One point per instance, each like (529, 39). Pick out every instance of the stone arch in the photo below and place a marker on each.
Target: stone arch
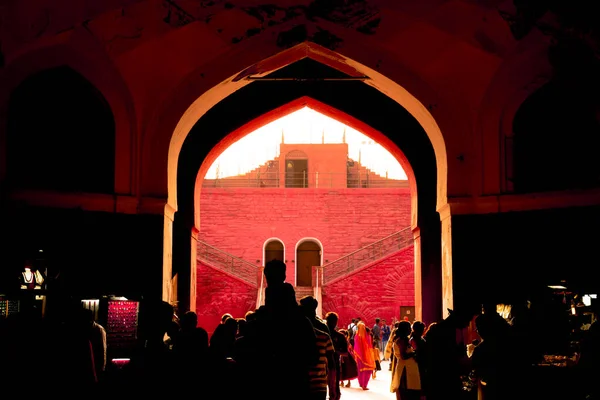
(324, 109)
(380, 82)
(266, 245)
(81, 52)
(177, 234)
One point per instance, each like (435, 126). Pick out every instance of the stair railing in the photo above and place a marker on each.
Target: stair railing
(367, 254)
(227, 262)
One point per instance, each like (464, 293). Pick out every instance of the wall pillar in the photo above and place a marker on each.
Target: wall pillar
(168, 294)
(430, 271)
(182, 265)
(417, 274)
(193, 268)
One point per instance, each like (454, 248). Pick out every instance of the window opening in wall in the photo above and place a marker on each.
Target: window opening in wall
(274, 251)
(308, 255)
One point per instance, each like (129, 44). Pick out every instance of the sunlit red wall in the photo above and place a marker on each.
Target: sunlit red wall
(379, 290)
(240, 220)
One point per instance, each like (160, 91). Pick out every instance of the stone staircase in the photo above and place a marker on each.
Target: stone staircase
(302, 291)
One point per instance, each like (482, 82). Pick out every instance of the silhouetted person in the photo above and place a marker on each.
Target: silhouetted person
(151, 367)
(308, 305)
(190, 349)
(281, 343)
(340, 344)
(493, 359)
(445, 355)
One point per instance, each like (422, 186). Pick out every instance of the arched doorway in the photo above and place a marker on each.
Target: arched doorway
(274, 250)
(308, 255)
(379, 106)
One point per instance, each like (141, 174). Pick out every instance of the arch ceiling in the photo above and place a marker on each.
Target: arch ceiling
(444, 52)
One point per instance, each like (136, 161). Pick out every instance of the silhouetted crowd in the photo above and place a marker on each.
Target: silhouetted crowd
(282, 350)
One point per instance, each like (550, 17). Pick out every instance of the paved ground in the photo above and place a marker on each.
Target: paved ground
(379, 388)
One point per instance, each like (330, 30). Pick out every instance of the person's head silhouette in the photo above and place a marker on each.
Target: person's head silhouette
(281, 297)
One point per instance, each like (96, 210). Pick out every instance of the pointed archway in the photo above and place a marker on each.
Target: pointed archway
(309, 253)
(421, 143)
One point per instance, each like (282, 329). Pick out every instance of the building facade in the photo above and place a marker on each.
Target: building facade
(311, 207)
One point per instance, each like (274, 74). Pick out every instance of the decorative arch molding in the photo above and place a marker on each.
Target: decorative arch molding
(325, 110)
(270, 240)
(179, 116)
(81, 52)
(215, 92)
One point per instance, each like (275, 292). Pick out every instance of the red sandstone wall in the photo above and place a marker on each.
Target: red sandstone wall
(219, 293)
(240, 220)
(378, 290)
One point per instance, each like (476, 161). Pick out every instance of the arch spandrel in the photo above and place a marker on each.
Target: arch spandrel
(380, 82)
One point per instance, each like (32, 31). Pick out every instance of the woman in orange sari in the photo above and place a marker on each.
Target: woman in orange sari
(363, 349)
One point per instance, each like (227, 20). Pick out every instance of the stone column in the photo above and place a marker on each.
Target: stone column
(193, 268)
(168, 294)
(417, 274)
(447, 282)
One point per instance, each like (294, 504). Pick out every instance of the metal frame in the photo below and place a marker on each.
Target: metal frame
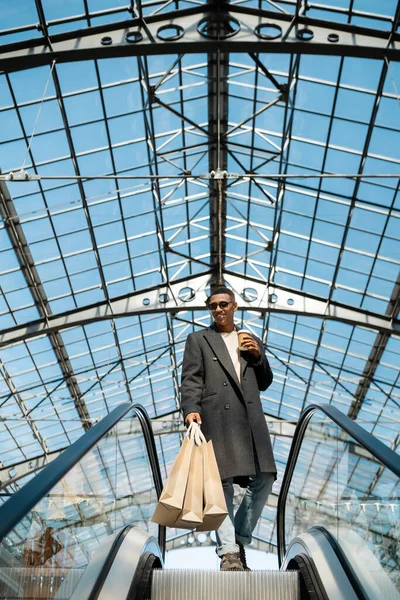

EXERCISE BRIEF: Pictures are not part of the copy; output everything else in the records exactly.

SOLUTION:
One point per instance, each like (529, 39). Pick out every instance of the stone arch in the photo below and place a marker on each.
Target: stone arch
(324, 109)
(380, 82)
(266, 245)
(81, 52)
(177, 234)
One point per instance, each like (435, 126). Pick out every instance of the stair railing in the photo above and place a marker on each.
Target: stair railing
(367, 254)
(227, 262)
One point per instance, each like (464, 293). Pick out every instance of the wall pillar in the photo above and place a marker on each.
Target: wall pillar
(168, 294)
(430, 271)
(182, 265)
(417, 274)
(193, 268)
One point per instance, each like (454, 248). Pick out every instance of the window opening in wall in the photo above and place a marker on each.
Target: window opening in wall
(274, 251)
(308, 255)
One point per instance, each like (129, 44). Pick out every instance of the sunlit red wall in the photo above and place a marker on each.
Target: sunlit red wall
(379, 290)
(240, 220)
One point per instance, each like (160, 91). Pick out every instance of the stone staircase in the photo above and place a marker on each.
Target: stone staircase
(302, 291)
One point per instance, each like (482, 82). Pick out every instance of the silhouetted person in the photo above and place a marker on each.
Target: silhouetted person
(151, 367)
(308, 305)
(190, 349)
(281, 343)
(340, 344)
(493, 359)
(445, 355)
One point per instance, each like (422, 186). Pick out every instance of the arched doorway in the photo above and place a marker on each.
Target: arched doorway
(274, 250)
(308, 255)
(379, 106)
One point per instance, each like (141, 174). Pick out every instance of the arch ceiling in the photo above and place a marker on each.
Target: arch ceiling
(444, 52)
One point per instance, each like (136, 161). Pick out every instance of the silhouetted crowd in the photo above and place a marker on each.
Target: silhouetted crowd
(282, 350)
One point per instance, each like (550, 17). Pick out every instance of the paved ground in the photo above and place a marker on each.
Target: paved ground
(379, 388)
One point per instance, each like (330, 30). Pick out every instance of the person's head silhouette in the photo above and place a marker on each.
Target: person's head silhouette
(281, 297)
One point per instance, each like (96, 210). Pick out every instance of the pointed archway in the photo above and place a marker on each.
Target: pointed archway
(309, 253)
(421, 143)
One point per instance, each like (282, 329). Pick out every instance of the building facade in the photo above and place a marker on each.
Target: building facade
(311, 207)
One point per instance, each like (274, 74). Pick out every instance of the decorative arch molding in the photo above and place a marker on each.
Target: decorative arch molding
(325, 110)
(270, 240)
(179, 116)
(81, 52)
(215, 92)
One point per instance, each like (275, 292). Pick out every instance of the red sandstone wall in the photo above and place a marker on each.
Target: red sandstone wall
(219, 293)
(240, 220)
(378, 290)
One point per instance, each like (476, 161). Pick out every instance of the arch spandrel in the photo above and place a marker on each.
Target: arch spandrel
(380, 82)
One point per instance, each like (32, 31). Pick out every instance of the woman in orange sari in the photo above and place a marker on each.
Target: woman in orange sari
(363, 349)
One point per instance, each like (227, 20). Pick out every instance of the stone column in the photo above and place a marker on each.
Target: stone column
(193, 268)
(168, 294)
(417, 274)
(447, 282)
One point per instance, each like (294, 504). Pick out every instance of the metal frame in the photo below and place a marker on each.
Target: metal frame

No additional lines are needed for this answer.